[Begin Records provided]
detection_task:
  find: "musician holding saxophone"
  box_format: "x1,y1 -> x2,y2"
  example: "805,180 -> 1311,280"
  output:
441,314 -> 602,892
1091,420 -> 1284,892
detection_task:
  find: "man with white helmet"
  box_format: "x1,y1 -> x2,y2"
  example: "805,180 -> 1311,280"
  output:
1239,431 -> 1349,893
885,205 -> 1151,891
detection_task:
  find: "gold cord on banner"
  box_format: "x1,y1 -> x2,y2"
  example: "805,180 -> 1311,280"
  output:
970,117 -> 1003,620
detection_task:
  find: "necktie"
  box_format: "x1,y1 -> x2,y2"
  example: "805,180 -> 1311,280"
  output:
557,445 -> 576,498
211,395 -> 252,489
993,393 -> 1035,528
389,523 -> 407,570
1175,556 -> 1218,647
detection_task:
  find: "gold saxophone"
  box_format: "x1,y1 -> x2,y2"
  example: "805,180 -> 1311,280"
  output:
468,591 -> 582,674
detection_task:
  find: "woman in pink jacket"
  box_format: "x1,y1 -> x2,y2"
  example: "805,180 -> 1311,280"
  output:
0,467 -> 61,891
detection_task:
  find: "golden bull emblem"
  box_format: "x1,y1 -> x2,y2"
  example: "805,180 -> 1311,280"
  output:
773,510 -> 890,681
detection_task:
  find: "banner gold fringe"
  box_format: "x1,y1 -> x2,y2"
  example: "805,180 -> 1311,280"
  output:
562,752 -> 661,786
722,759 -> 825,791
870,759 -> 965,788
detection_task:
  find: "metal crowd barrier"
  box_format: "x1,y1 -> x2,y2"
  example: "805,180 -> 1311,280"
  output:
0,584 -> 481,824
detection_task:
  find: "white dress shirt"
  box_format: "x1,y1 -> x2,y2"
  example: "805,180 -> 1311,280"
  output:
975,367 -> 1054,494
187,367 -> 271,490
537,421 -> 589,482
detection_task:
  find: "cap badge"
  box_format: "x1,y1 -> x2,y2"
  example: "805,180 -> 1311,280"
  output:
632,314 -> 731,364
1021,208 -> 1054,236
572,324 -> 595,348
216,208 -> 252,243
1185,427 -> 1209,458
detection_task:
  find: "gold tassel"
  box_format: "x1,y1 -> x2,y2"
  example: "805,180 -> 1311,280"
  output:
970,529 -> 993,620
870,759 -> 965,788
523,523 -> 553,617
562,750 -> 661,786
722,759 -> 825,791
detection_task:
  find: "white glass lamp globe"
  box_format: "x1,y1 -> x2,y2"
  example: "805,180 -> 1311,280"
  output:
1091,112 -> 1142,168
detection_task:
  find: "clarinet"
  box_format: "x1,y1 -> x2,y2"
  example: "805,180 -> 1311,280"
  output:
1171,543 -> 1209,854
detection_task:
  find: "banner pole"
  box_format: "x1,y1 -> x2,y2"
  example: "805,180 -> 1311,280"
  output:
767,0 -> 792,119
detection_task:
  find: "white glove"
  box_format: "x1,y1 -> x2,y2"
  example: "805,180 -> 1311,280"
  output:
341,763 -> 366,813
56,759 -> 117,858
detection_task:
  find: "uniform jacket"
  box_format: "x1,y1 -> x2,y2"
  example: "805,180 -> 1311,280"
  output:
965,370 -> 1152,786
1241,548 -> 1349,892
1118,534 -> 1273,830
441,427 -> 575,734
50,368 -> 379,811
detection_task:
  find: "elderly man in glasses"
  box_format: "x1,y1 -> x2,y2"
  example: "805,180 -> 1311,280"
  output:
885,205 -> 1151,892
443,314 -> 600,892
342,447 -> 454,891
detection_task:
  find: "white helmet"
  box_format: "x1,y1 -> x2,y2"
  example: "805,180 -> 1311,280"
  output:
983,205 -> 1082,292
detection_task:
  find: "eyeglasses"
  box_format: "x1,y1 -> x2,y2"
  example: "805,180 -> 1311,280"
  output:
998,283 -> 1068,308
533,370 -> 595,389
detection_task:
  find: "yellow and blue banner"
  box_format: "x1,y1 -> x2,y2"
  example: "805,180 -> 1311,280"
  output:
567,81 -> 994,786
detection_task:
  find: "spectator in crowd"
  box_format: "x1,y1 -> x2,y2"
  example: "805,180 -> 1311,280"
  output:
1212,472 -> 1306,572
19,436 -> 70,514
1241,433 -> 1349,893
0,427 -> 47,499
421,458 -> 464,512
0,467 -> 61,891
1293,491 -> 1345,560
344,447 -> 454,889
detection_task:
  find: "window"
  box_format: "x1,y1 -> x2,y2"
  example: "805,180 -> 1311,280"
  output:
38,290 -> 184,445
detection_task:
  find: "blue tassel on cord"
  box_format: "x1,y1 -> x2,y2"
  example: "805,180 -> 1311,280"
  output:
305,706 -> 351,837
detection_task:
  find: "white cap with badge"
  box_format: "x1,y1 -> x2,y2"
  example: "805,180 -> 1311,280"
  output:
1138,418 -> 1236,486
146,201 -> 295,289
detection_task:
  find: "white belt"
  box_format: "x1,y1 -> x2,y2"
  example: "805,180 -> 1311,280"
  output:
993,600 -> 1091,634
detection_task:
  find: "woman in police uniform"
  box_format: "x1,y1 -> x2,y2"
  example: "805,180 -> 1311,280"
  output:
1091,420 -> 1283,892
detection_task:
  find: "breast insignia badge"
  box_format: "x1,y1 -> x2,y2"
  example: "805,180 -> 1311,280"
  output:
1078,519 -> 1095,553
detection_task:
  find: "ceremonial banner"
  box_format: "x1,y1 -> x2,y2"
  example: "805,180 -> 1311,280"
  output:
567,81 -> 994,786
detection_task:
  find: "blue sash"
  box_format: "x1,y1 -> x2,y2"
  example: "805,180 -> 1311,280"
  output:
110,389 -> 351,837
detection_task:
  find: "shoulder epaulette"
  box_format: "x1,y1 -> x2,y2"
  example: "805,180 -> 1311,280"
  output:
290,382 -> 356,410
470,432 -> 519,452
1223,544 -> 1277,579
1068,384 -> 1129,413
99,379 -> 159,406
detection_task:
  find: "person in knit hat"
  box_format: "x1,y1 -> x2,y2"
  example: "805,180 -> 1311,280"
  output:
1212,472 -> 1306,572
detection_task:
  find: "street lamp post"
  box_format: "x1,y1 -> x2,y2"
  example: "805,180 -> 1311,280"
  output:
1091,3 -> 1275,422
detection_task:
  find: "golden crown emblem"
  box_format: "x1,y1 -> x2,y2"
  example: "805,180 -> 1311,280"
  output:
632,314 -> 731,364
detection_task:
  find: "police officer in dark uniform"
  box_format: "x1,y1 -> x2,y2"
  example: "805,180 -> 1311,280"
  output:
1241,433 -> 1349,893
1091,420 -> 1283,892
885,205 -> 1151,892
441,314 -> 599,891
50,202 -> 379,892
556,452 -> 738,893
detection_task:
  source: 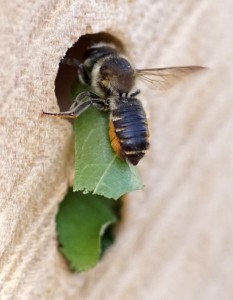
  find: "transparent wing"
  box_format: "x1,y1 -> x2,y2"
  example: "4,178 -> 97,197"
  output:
136,66 -> 206,90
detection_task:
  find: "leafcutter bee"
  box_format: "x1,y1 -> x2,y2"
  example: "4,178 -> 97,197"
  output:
43,43 -> 203,165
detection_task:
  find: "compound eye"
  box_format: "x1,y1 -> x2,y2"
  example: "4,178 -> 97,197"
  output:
100,66 -> 112,78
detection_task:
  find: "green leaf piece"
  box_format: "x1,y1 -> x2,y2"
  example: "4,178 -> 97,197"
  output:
74,108 -> 142,200
57,189 -> 117,272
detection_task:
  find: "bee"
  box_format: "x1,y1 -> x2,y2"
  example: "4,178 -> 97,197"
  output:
43,43 -> 203,165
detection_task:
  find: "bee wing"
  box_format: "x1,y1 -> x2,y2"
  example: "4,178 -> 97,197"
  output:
136,66 -> 206,90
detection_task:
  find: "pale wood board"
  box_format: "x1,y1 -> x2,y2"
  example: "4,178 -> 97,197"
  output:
0,0 -> 233,300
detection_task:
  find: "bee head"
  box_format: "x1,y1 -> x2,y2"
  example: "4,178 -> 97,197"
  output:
99,56 -> 135,93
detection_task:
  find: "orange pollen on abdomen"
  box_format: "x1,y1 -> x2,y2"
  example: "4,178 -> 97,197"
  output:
109,120 -> 122,158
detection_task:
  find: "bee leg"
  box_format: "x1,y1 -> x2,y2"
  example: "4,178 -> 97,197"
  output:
43,95 -> 108,118
69,92 -> 101,110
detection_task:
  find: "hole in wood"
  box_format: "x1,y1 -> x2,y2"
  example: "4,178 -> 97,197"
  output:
55,32 -> 124,111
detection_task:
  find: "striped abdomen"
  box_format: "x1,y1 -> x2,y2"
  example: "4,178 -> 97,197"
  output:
109,97 -> 149,165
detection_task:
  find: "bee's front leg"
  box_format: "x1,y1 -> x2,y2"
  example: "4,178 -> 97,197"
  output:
42,92 -> 108,118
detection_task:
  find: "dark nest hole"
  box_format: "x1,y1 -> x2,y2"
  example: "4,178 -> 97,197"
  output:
55,32 -> 124,111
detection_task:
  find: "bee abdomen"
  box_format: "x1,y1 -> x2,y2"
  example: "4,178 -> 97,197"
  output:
110,98 -> 149,165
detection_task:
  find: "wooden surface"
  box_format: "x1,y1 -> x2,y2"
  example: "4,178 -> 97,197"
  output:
0,0 -> 233,300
[End Records provided]
> **Task requirements**
Rescale the lines from the start of the records through the line holding "970,117 -> 1003,620", inclusive, reproducing each one in full with the requests included. Multiply every box coordinate in the answers by 2.35 and round to whole numbers, halves up, leaving the requests and their format samples unchanged.

> **In response**
detection_task:
  find: "musician holding saxophone"
  box_format: "x1,y1 -> x2,y2"
  example: "805,180 -> 1311,280"
  output:
1036,738 -> 1415,2096
2564,987 -> 3017,2096
detection_task:
  find: "man with white helmet"
  box_format: "x1,y1 -> x2,y2"
  example: "805,180 -> 1311,280"
  output:
2912,1013 -> 3170,2099
2080,482 -> 2705,2094
detection_task:
  find: "gold cord on banner"
  box_format: "x1,y1 -> x2,y2"
  example: "805,180 -> 1311,280"
  output:
2280,275 -> 2357,1457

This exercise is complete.